[Begin Rows]

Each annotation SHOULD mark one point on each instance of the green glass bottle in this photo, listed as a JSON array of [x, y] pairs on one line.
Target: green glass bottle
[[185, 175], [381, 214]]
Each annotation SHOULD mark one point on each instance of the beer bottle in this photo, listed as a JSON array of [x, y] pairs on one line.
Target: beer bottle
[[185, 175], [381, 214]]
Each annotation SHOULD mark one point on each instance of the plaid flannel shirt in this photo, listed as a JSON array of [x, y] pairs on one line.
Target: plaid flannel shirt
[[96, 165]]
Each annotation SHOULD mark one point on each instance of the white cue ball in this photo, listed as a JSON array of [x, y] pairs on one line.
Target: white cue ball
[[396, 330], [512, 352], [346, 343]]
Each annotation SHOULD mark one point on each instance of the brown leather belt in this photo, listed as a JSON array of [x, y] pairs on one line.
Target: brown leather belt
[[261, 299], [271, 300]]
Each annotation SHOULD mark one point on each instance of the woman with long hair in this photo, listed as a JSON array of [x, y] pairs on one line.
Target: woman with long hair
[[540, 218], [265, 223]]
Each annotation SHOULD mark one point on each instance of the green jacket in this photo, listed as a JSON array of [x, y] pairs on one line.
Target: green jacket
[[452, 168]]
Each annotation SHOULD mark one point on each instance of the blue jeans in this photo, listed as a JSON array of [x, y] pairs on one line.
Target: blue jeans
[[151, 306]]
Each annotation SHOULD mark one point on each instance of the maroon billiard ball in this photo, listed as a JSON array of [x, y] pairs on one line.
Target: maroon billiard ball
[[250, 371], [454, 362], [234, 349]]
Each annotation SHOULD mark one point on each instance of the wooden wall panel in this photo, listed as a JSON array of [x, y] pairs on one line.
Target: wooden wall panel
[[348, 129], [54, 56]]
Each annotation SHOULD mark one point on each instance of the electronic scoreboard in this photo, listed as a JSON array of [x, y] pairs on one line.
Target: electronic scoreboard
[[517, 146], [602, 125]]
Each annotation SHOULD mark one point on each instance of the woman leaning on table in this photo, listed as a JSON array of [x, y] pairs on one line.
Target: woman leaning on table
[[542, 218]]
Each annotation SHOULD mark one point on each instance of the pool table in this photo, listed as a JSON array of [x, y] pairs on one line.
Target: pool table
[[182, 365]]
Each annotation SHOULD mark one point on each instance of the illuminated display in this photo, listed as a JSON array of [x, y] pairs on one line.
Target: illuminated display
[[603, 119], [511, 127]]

[End Rows]

**Instructions to follow:**
Convert all of the data above into a numbered list, one line per item, with blank lines omitted.

**Solution for this problem:**
1. Each annotation SHOULD mark one point on each instance of the green glass bottle in this photo, listed as a JSON array of [x, y] pairs on one line.
2. Target: green glass bottle
3. [[185, 175], [381, 214]]
4. Each annotation SHOULD mark one point on each instance of the beer bottle in this photo, listed as a JSON array of [x, y] pairs on one line.
5. Target: beer bottle
6. [[185, 175], [381, 214]]
7. Each annotation SHOULD mark one point on each instance of the plaid flannel shirt in this photo, listed as a JSON array of [x, y] pairs on one line.
8. Target: plaid flannel shirt
9. [[96, 165]]
10. Each annotation SHOULD mark one point on each instance of the white cue ball in this photo, listed as a JSON array of [x, y] pairs on one line.
11. Target: white cue ball
12. [[396, 330], [512, 352], [346, 343]]
13. Each annotation SHOULD mark one point on each instance of the brown leather belt in this photo, listed as a JSON array of [x, y] pairs on one line.
14. Target: brown leather belt
15. [[261, 299], [271, 300]]
16. Each annotation SHOULD mark one point on each instance of the woman with long hair in this photo, listed as a JSON array of [x, y] pairs on one line.
17. Target: woman with long hair
18. [[540, 218], [265, 223]]
19. Each annotation SHOULD mark one point on each instance of the green jacket in this photo, listed as a JSON array of [x, y] pairs on one line.
20. Target: green jacket
21. [[452, 168]]
22. Each annotation SHOULD mark one point on each instance of the blue jeans in this photo, listed as a JSON array of [x, y] pairs on one line.
23. Target: blue jeans
24. [[151, 306]]
25. Each annotation SHOULD mark one point on each instance of the maroon billiard ball in this photo, listed as a JSON array of [x, y] pairs on one line.
26. Target: maroon billiard ball
27. [[250, 371], [454, 362], [234, 349]]
28. Each annotation SHOULD mark one point on each instance of the wooden wall panel in this photo, listed as a JSON array of [x, y] pairs on one line.
29. Target: wooden wall panel
30. [[348, 129], [54, 56]]
31. Each annotation SHOULD mark one point on each instance of the electronic scoreboard in this photo, listed as a JSON array of [x, y] pairs on one line.
32. Target: electronic scoreboard
33. [[517, 146], [602, 125]]
34. Each annotation SHOULD mark one point on each instance of the woman leaning on table in this photo, listed as a JSON array of [x, y] pairs on one line.
35. Target: woman leaning on table
36. [[542, 218]]
37. Each annotation SHOULD mark one point on each instance of the pool table in this photo, listed as a JSON array of [x, y] pairs on one line.
38. Target: pool table
39. [[182, 365]]
40. Each annotation SHOULD mark one point on each instance of the illuminated display in this photo, listed as a JSON array of [x, y] pairs on one line.
41. Target: illuminated display
42. [[603, 119], [511, 127]]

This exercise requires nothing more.